[Locatiegegevens van objecten in afbeeldingen]
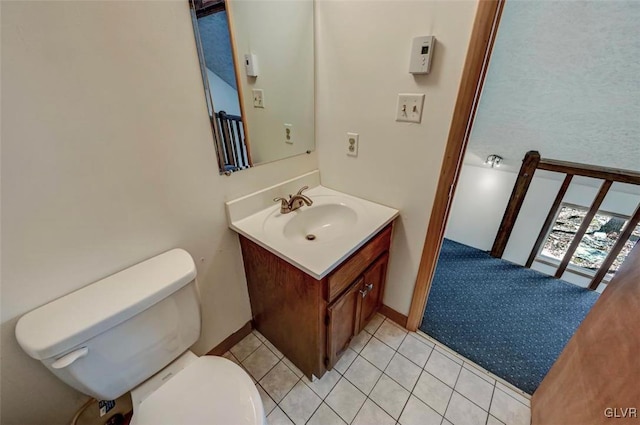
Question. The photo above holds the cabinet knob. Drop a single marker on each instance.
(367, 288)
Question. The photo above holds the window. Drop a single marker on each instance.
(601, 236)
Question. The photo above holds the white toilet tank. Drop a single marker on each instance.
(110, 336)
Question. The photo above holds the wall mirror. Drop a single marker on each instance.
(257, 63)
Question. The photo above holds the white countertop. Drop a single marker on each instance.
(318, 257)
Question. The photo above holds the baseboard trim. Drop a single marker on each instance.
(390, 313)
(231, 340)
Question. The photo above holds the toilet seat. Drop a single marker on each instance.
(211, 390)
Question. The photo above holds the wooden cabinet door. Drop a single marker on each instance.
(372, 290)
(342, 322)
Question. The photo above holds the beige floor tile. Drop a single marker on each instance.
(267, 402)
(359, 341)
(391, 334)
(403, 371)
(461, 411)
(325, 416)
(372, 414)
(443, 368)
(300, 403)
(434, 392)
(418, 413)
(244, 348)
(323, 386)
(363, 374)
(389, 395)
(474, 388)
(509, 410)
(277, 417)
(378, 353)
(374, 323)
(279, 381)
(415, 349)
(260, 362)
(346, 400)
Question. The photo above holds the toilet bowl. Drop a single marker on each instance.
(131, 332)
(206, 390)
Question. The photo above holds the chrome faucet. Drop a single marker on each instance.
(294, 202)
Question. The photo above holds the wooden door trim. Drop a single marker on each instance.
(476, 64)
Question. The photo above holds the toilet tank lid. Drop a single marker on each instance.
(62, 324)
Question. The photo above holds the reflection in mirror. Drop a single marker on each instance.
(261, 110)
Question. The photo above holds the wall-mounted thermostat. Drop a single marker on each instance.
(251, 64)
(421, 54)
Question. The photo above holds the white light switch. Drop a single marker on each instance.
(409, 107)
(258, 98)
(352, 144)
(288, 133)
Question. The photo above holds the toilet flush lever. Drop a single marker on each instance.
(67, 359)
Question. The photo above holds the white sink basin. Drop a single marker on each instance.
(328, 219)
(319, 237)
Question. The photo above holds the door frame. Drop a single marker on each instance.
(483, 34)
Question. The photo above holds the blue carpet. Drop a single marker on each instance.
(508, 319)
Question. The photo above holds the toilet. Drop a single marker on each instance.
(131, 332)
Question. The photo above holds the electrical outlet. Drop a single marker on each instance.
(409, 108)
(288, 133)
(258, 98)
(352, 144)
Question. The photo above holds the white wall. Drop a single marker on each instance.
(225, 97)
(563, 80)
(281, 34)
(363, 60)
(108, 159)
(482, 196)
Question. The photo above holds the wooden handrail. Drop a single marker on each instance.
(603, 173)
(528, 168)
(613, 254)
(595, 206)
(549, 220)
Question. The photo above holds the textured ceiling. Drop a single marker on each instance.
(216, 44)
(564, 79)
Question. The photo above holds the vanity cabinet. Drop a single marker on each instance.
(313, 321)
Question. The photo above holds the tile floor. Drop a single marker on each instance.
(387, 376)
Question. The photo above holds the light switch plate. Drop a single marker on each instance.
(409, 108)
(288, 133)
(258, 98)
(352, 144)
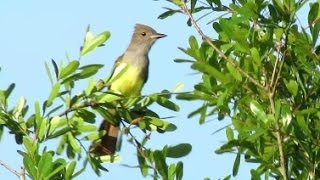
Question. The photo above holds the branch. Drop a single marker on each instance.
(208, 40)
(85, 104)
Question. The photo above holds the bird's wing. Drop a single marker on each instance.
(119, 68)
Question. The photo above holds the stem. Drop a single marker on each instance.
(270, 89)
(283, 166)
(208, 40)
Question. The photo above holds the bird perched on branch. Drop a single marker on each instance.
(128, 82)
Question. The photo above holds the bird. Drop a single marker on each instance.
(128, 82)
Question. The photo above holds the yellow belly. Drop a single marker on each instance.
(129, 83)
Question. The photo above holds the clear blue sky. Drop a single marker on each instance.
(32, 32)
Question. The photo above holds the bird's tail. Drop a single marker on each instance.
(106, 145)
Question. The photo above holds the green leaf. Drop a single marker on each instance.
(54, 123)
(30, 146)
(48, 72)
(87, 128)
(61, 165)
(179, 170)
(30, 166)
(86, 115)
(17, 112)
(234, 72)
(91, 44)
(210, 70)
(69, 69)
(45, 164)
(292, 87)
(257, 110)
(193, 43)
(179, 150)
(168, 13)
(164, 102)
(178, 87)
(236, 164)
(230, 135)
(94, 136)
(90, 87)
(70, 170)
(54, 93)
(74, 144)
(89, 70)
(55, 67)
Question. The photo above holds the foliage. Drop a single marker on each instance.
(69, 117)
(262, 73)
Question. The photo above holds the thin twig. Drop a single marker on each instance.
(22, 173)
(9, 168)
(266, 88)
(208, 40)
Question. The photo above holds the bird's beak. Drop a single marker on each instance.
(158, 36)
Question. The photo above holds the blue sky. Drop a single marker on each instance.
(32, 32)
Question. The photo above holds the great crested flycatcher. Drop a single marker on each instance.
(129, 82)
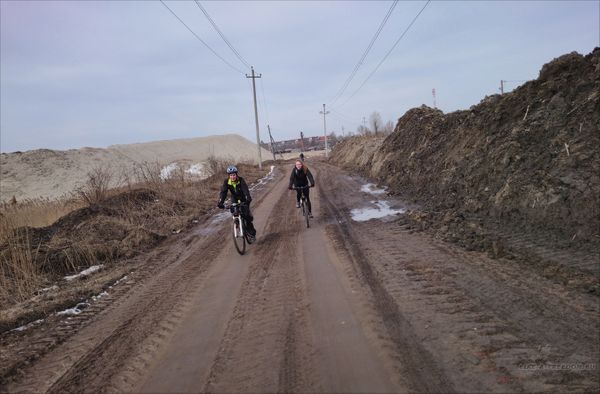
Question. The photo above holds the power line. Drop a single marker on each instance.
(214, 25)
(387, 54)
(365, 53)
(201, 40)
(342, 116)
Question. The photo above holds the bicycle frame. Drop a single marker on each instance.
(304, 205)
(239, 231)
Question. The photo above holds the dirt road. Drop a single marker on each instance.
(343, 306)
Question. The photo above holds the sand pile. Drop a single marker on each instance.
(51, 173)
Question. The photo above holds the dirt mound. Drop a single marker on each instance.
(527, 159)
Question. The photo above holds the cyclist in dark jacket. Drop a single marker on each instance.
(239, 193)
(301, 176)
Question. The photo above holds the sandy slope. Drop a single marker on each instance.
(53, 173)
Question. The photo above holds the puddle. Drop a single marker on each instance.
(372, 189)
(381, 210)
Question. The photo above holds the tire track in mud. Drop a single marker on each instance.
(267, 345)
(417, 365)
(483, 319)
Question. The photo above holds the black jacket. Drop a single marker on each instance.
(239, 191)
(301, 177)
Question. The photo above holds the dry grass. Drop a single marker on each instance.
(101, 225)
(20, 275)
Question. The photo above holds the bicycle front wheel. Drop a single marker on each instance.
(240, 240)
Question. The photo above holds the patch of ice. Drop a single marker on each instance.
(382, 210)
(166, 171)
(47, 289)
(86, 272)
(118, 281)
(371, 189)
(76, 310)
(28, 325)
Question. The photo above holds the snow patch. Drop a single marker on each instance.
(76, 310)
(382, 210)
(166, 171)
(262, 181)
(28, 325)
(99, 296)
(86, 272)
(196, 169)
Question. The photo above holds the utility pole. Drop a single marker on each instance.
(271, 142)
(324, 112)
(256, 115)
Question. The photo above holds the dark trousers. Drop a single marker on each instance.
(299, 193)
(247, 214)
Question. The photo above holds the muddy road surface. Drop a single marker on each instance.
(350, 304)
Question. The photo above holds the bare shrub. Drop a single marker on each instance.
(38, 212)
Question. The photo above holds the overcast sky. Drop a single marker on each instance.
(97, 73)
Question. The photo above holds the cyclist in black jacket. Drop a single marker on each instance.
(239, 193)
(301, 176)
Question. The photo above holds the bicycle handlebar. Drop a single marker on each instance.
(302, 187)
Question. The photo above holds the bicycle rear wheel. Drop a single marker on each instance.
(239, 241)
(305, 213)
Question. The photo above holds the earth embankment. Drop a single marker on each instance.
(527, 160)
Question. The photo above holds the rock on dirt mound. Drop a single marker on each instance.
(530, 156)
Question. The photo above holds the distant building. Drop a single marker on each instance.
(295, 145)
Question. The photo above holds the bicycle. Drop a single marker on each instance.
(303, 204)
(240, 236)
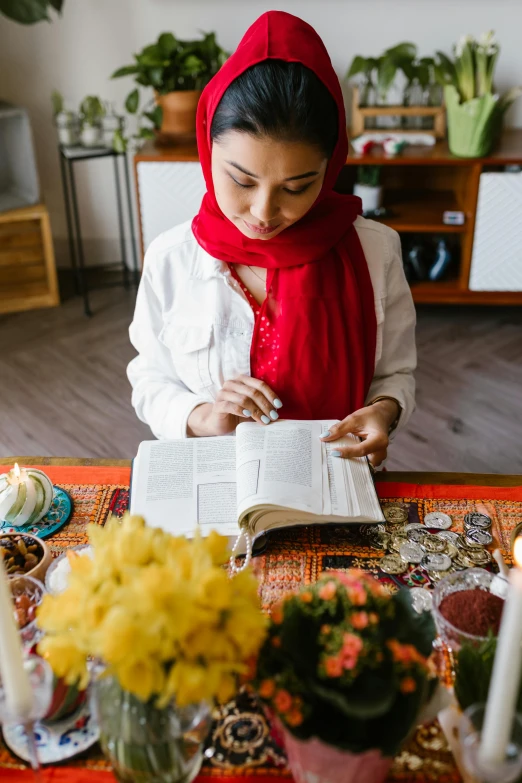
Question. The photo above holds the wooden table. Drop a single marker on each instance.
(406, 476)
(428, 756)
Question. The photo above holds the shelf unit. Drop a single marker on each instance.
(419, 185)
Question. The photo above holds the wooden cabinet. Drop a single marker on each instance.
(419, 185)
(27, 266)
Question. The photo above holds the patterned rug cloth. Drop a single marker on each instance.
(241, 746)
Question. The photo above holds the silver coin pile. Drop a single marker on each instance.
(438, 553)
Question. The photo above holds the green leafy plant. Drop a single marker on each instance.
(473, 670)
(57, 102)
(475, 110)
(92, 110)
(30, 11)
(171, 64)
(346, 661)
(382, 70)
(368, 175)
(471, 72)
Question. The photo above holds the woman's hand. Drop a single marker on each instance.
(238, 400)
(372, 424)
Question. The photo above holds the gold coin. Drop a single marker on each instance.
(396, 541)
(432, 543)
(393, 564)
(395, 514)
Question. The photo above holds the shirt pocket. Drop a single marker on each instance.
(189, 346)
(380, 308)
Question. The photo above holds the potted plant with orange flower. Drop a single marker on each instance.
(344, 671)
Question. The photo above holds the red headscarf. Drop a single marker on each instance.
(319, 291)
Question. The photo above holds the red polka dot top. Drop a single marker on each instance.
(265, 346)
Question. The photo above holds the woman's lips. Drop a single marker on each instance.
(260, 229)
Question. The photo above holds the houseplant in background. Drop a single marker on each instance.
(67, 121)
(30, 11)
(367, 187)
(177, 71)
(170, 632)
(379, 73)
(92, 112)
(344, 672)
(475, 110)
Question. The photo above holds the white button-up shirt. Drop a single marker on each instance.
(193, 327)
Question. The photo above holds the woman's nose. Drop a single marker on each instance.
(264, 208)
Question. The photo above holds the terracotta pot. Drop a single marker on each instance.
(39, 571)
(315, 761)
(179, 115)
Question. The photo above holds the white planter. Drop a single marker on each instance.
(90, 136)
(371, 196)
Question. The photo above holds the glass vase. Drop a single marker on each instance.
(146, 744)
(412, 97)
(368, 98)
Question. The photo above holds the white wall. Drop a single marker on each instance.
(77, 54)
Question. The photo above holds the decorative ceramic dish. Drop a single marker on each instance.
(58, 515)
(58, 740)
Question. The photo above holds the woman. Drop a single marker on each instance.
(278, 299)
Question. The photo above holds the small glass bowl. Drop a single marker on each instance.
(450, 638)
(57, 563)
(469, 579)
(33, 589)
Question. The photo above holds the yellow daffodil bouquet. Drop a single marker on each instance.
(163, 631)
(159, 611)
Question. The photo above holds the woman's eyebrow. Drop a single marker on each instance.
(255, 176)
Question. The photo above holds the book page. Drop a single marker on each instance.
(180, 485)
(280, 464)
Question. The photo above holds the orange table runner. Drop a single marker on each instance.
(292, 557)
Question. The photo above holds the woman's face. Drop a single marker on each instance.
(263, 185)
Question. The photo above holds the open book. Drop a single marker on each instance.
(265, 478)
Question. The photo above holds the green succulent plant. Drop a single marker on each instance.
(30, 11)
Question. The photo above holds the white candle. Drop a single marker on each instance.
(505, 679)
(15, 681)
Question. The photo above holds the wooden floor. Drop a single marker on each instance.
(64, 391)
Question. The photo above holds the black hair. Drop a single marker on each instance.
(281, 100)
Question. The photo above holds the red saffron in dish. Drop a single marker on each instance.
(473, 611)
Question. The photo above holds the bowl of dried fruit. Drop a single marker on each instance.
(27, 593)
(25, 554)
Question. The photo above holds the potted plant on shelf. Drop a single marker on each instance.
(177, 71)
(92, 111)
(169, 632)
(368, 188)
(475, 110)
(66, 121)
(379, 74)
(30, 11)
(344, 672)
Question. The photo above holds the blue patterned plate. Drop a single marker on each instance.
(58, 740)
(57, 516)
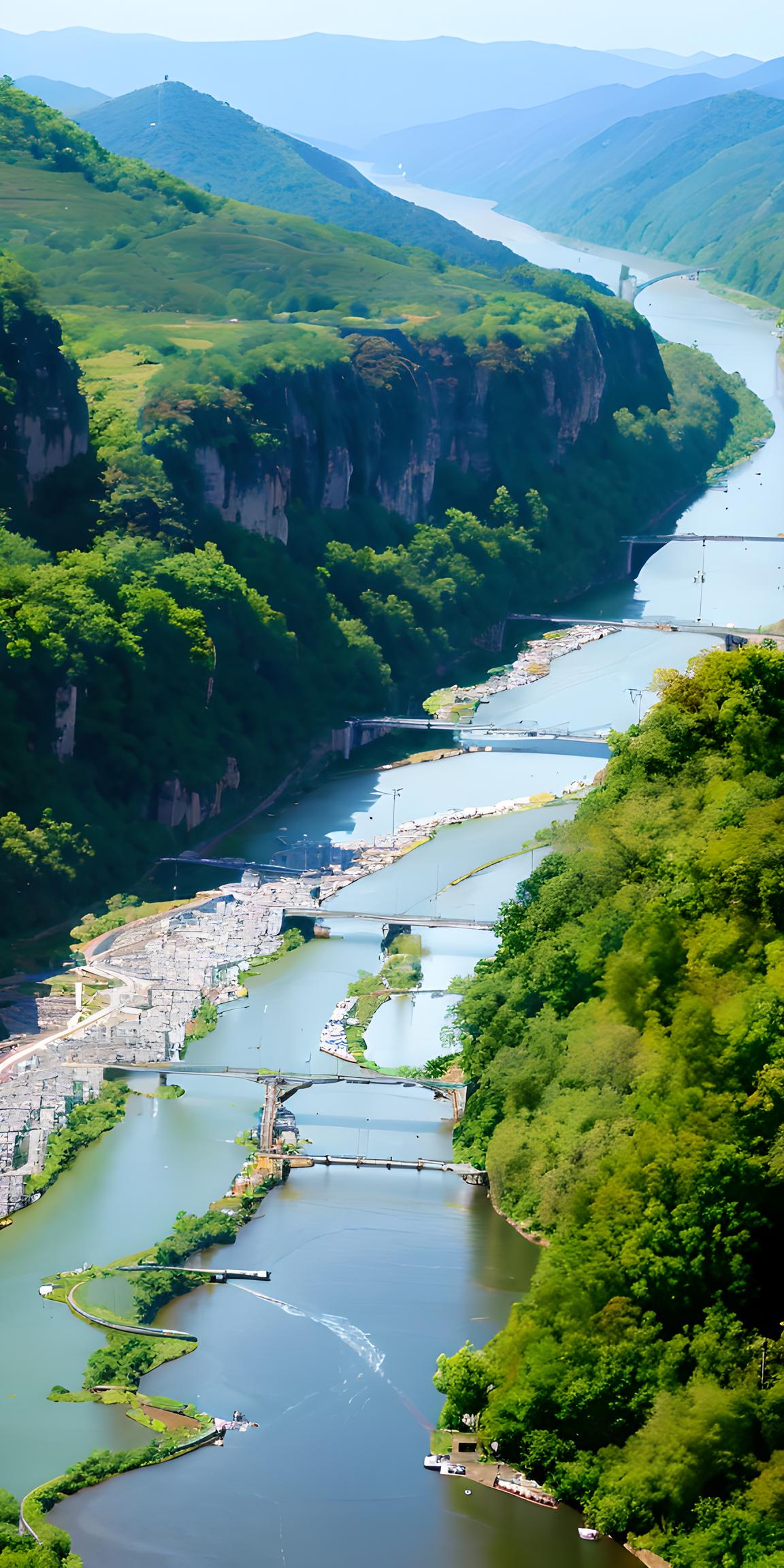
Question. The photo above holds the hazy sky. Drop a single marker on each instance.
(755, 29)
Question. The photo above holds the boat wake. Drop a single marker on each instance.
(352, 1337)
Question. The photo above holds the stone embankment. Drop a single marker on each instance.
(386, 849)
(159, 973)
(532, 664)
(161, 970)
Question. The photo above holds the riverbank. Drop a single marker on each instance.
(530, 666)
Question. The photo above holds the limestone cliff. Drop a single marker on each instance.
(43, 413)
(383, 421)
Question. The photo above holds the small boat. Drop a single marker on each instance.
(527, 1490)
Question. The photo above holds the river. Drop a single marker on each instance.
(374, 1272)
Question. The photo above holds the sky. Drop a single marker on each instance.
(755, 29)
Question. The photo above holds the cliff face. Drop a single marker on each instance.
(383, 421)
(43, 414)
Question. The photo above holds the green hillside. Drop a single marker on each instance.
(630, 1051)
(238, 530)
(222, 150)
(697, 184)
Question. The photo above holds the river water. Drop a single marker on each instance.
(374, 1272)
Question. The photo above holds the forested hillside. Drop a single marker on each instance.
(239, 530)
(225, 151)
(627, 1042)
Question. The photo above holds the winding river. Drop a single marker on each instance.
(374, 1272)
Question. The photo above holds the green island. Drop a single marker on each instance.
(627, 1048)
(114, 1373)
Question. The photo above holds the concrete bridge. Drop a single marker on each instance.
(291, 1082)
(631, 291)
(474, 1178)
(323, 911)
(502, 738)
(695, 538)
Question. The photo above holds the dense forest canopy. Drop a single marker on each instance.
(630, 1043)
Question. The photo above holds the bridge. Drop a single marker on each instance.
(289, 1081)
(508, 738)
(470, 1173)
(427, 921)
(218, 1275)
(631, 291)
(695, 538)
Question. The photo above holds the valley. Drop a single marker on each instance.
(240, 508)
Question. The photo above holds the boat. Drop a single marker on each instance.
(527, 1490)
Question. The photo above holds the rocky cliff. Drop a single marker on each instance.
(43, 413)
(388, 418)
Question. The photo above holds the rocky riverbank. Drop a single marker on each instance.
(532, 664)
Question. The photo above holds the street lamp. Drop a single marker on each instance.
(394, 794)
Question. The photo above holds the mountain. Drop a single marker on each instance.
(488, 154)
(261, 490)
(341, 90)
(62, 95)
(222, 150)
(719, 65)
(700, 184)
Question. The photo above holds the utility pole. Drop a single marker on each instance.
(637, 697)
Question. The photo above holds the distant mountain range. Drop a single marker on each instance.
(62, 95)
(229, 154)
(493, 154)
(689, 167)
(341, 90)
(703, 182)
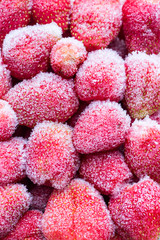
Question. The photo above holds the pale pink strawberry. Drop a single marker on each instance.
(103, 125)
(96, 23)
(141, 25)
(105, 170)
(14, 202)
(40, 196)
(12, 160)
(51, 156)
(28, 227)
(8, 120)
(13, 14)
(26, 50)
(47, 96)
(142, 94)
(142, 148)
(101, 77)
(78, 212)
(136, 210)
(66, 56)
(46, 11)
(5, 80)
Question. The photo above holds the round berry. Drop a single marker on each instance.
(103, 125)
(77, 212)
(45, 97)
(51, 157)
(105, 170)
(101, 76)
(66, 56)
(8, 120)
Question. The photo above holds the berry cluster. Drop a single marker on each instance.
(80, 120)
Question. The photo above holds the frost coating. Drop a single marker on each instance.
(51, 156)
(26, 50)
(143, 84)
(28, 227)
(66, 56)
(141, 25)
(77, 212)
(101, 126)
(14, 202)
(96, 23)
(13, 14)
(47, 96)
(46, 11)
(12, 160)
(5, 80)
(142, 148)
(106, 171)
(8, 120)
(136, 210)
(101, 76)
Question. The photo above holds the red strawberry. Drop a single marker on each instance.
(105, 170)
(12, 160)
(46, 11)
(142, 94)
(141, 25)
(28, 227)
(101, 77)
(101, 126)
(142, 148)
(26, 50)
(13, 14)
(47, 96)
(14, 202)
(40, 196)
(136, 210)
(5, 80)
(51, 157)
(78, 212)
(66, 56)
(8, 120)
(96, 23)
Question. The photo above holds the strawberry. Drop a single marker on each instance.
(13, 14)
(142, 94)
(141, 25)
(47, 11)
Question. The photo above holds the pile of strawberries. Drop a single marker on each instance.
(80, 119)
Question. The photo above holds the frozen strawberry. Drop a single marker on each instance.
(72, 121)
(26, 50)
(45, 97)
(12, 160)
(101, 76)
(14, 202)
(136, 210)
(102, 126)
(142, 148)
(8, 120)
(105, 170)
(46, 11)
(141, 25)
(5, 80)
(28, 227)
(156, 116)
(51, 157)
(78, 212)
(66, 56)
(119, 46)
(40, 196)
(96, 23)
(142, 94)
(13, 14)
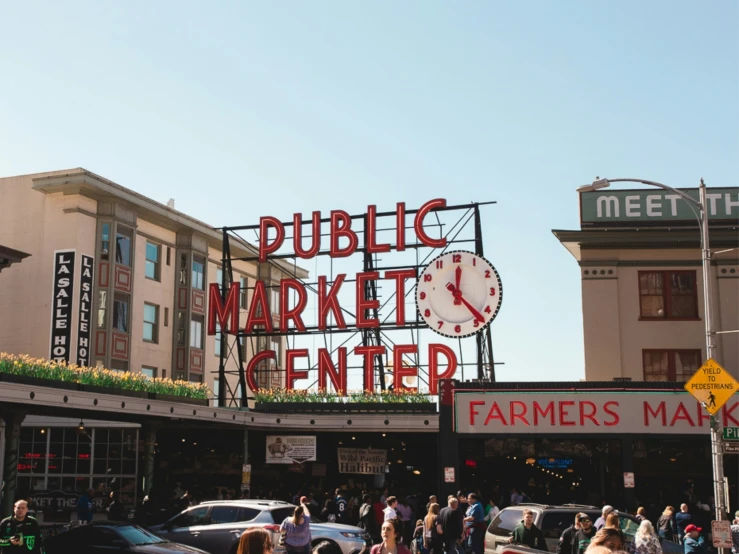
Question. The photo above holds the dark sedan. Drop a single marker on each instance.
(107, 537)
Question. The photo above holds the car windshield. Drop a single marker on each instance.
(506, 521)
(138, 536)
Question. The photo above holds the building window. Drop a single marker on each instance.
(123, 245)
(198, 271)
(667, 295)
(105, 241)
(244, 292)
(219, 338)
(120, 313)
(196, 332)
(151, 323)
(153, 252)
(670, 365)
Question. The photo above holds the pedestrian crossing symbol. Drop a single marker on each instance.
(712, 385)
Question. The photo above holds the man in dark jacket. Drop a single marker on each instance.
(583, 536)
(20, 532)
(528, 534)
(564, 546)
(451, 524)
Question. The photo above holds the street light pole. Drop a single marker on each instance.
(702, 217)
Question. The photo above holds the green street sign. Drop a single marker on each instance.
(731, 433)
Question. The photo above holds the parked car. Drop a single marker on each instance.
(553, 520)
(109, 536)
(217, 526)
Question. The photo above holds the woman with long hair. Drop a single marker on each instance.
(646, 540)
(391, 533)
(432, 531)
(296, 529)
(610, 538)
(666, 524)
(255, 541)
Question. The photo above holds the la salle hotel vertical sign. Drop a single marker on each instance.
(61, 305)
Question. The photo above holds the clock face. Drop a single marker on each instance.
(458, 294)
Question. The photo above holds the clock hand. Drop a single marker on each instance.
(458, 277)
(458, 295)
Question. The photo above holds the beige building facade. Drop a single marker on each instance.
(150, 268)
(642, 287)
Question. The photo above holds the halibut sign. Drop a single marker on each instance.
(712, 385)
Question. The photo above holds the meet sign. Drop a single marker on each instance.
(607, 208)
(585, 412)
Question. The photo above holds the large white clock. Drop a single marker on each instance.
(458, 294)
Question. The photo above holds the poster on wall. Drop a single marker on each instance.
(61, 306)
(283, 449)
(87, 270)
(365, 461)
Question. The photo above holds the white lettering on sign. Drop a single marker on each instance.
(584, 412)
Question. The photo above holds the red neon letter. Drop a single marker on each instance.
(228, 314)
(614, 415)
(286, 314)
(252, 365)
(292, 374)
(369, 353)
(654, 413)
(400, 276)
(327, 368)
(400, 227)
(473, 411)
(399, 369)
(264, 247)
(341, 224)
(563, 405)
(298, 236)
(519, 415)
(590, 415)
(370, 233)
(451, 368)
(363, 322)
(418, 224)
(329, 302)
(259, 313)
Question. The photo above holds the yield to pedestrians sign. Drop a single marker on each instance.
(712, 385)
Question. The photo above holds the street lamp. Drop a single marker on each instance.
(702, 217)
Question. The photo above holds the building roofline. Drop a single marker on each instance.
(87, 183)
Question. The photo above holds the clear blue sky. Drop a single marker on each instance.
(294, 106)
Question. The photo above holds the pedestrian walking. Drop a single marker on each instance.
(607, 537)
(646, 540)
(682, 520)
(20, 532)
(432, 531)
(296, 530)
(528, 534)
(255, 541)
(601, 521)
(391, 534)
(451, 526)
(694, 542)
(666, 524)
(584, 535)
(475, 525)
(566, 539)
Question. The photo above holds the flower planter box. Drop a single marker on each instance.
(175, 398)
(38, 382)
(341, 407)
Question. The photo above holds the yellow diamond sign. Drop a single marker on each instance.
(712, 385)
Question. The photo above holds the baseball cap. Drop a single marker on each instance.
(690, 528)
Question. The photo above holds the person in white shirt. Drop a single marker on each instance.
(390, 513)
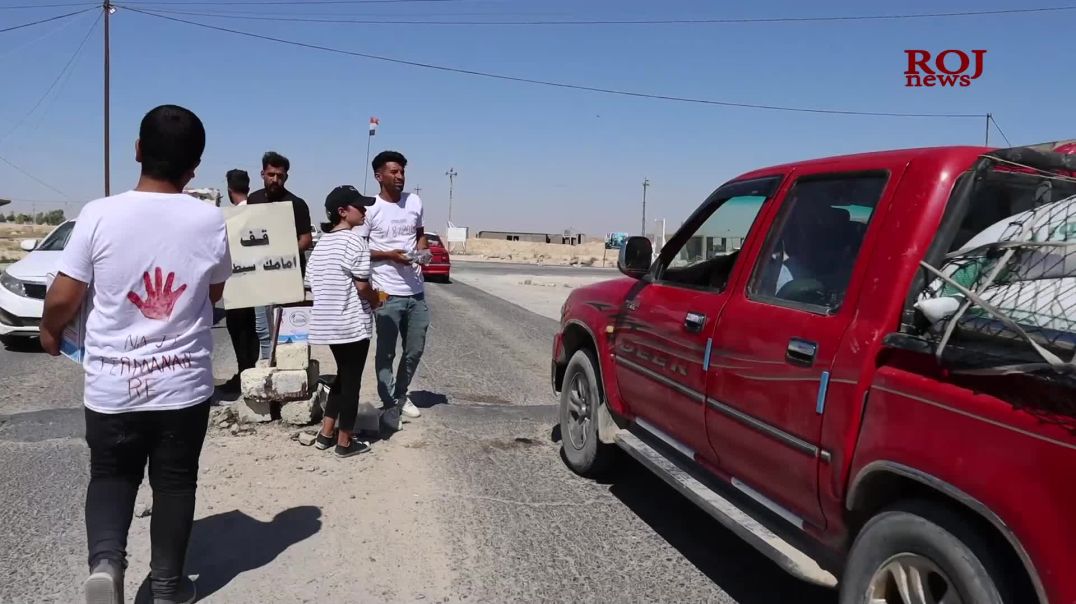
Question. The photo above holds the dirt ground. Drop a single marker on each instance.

De opdracht:
Schaal het deel dat begint met de regel die "Question. The photo above holds the forested" bevat en eindigt met de regel die "(114, 1373)" bevat, beide inbegrepen. Geef alleen die regels opnieuw, ook die zonder coördinaten, en vermenigvuldig elke coördinaat met 1,1, afgerond op een heel getal met halven naar boven.

Oplossing bij oefening:
Question. The photo above holds the forested hillside. Drop a single marker on each instance.
(263, 583)
(248, 166)
(690, 1146)
Question. The photo above holds the winding river. Drop a single marker on each instance.
(411, 1399)
Question. The photo above holds the green island. Drop a single marker on each instance.
(690, 1153)
(125, 1510)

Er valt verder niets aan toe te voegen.